> _EXERCISE OBJECTIVE_
Gather every line of the material that contains the string "tree" and reproduce each such line in full.

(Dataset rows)
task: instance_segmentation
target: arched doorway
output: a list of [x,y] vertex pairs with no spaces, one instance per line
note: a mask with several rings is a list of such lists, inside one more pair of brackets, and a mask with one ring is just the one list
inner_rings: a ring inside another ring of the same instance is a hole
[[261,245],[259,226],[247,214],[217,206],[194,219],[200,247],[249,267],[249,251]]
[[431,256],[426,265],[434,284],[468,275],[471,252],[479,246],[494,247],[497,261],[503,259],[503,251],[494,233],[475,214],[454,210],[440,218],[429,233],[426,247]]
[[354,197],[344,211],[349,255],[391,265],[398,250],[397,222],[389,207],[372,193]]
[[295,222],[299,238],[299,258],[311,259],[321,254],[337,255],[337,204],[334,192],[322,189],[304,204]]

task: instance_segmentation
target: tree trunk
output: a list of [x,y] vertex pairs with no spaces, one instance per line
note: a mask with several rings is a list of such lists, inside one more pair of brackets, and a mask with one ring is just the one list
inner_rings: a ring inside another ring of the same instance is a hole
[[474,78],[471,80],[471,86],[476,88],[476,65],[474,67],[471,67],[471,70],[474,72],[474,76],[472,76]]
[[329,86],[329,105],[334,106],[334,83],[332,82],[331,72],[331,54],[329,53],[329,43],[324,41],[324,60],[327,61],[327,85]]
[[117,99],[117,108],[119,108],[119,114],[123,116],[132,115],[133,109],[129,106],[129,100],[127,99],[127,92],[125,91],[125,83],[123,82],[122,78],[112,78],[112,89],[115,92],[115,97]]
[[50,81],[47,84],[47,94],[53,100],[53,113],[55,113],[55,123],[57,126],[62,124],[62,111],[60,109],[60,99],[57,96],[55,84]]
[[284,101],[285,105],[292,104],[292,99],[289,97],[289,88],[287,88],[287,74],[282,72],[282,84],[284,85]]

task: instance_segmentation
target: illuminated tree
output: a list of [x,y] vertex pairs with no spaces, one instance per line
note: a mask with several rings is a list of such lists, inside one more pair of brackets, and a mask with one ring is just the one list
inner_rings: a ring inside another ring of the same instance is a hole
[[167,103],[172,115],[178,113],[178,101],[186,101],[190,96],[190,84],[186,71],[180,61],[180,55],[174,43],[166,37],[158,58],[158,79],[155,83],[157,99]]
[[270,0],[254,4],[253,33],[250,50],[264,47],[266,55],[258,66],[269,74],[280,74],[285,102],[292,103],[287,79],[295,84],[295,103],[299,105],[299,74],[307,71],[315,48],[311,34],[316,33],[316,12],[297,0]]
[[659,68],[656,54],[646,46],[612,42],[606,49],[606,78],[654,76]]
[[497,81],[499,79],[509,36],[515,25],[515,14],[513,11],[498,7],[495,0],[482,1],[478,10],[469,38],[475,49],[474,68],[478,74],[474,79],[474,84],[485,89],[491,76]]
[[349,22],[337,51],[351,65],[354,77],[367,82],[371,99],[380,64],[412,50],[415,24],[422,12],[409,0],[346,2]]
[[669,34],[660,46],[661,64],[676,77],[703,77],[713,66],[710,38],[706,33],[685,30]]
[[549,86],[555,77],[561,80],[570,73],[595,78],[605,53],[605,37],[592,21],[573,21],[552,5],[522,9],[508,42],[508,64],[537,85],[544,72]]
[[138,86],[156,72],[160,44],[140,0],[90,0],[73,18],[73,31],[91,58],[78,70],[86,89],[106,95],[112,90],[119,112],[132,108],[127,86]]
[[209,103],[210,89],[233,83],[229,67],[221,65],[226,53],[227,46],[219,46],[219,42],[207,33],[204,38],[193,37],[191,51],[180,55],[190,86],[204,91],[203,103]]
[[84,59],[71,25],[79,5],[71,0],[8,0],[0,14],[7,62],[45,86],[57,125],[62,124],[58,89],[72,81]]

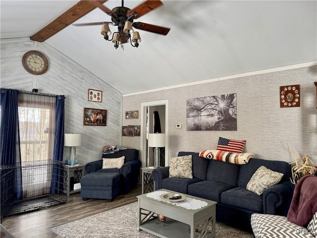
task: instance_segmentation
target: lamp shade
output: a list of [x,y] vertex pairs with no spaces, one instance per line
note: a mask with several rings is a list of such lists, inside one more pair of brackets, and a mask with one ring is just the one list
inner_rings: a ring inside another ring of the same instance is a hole
[[81,134],[65,134],[64,146],[81,145]]
[[150,147],[164,147],[165,133],[149,134],[149,146]]

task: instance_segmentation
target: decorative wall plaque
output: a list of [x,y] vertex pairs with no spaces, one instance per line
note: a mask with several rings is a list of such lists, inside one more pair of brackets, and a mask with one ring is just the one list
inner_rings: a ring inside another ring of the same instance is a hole
[[299,84],[281,86],[279,87],[279,91],[281,108],[301,106]]

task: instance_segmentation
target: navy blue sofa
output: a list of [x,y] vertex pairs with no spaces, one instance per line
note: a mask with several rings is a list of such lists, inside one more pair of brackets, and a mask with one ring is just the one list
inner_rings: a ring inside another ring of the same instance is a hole
[[[291,168],[288,163],[253,158],[246,164],[236,165],[188,152],[180,152],[178,156],[190,154],[193,178],[169,178],[169,167],[157,168],[152,172],[156,190],[165,188],[215,201],[216,221],[246,231],[252,231],[253,213],[287,215],[294,189],[290,181]],[[246,187],[261,166],[284,176],[277,184],[258,195]]]
[[[83,176],[81,181],[83,199],[106,199],[110,201],[118,194],[128,193],[137,185],[142,164],[139,159],[138,150],[127,149],[112,154],[103,154],[103,158],[123,156],[124,164],[120,169],[102,169],[102,159],[86,165],[85,169],[88,174]],[[107,174],[103,175],[104,173]],[[88,179],[85,179],[87,177],[89,177]]]

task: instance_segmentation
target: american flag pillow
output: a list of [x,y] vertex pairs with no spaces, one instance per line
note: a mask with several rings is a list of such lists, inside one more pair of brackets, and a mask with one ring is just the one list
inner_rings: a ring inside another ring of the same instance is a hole
[[219,137],[216,150],[229,152],[242,153],[245,140],[236,140]]

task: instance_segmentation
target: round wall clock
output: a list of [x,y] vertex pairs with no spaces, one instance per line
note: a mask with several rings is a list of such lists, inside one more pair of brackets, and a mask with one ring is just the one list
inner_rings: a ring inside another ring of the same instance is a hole
[[299,84],[280,87],[280,106],[281,108],[300,107]]
[[22,59],[22,63],[26,71],[32,74],[42,74],[49,68],[46,57],[37,51],[28,51]]

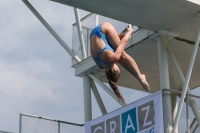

> _WRITTEN RESPONSE_
target: tree trunk
target: illuminated tree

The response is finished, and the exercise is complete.